*Do this*. Repeat the data below verbatim, from the line with "Point out the wet" up to and including the line with "x=68, y=317".

*Input rows*.

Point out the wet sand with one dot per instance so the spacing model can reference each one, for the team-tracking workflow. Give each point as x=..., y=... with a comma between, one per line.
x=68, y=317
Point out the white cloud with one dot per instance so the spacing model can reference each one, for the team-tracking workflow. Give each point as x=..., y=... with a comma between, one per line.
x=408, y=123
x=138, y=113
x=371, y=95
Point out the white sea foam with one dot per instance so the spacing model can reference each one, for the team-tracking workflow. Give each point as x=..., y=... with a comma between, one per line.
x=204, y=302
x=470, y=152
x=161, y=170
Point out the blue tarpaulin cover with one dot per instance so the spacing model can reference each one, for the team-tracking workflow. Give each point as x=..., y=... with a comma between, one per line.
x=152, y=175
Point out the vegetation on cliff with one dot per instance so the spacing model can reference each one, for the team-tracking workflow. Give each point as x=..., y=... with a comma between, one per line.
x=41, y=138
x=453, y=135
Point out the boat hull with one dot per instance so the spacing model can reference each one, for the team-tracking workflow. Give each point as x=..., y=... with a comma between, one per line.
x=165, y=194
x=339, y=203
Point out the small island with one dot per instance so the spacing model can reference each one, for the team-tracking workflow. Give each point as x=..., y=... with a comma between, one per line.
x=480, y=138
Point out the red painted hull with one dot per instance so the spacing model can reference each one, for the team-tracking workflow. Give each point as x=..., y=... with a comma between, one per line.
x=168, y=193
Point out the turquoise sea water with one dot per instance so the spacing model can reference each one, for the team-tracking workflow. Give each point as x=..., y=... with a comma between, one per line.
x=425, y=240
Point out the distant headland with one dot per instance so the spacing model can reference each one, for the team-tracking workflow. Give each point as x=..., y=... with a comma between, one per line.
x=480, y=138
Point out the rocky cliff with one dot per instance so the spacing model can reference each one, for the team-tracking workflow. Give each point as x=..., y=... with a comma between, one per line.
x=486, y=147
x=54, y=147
* * *
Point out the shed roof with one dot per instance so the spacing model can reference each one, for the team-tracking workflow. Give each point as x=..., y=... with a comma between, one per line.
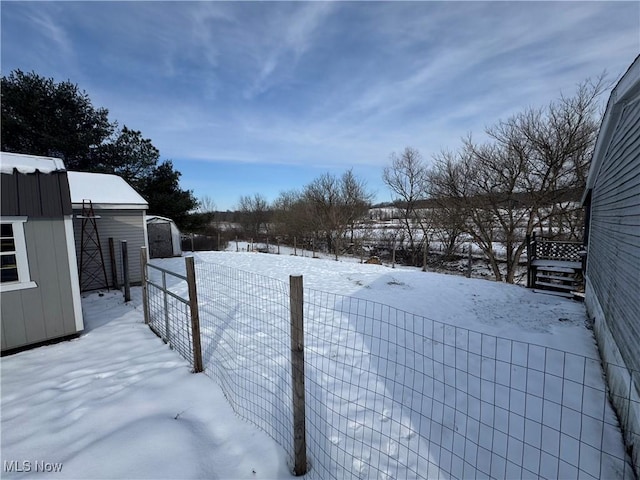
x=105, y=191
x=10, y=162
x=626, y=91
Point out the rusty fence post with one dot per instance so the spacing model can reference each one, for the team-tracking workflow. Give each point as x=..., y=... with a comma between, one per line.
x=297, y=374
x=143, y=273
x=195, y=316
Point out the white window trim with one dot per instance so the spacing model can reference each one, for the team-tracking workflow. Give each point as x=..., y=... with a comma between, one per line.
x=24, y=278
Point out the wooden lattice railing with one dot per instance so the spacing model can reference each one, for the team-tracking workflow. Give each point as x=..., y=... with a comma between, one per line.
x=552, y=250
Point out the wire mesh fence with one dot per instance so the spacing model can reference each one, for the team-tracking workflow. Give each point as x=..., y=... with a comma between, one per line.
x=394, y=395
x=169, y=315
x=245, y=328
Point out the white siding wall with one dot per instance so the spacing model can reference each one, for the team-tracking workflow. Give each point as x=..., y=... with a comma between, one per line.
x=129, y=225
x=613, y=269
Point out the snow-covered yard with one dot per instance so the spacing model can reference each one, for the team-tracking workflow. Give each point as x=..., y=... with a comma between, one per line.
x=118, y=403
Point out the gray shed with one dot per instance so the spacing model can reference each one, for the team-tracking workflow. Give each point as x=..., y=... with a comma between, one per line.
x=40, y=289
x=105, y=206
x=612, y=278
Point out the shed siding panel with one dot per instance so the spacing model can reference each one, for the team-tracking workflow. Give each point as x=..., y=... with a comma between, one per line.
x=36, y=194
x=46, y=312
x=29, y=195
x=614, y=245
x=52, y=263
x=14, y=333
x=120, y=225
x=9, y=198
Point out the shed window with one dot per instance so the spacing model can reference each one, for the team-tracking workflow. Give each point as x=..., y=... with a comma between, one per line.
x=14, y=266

*Answer to this task*.
Point out the wet sand with one dot per instance so the spacing model can reference each one, for the team-tracking workflow. Give each point as x=..., y=... with a comma between, one per line.
x=68, y=317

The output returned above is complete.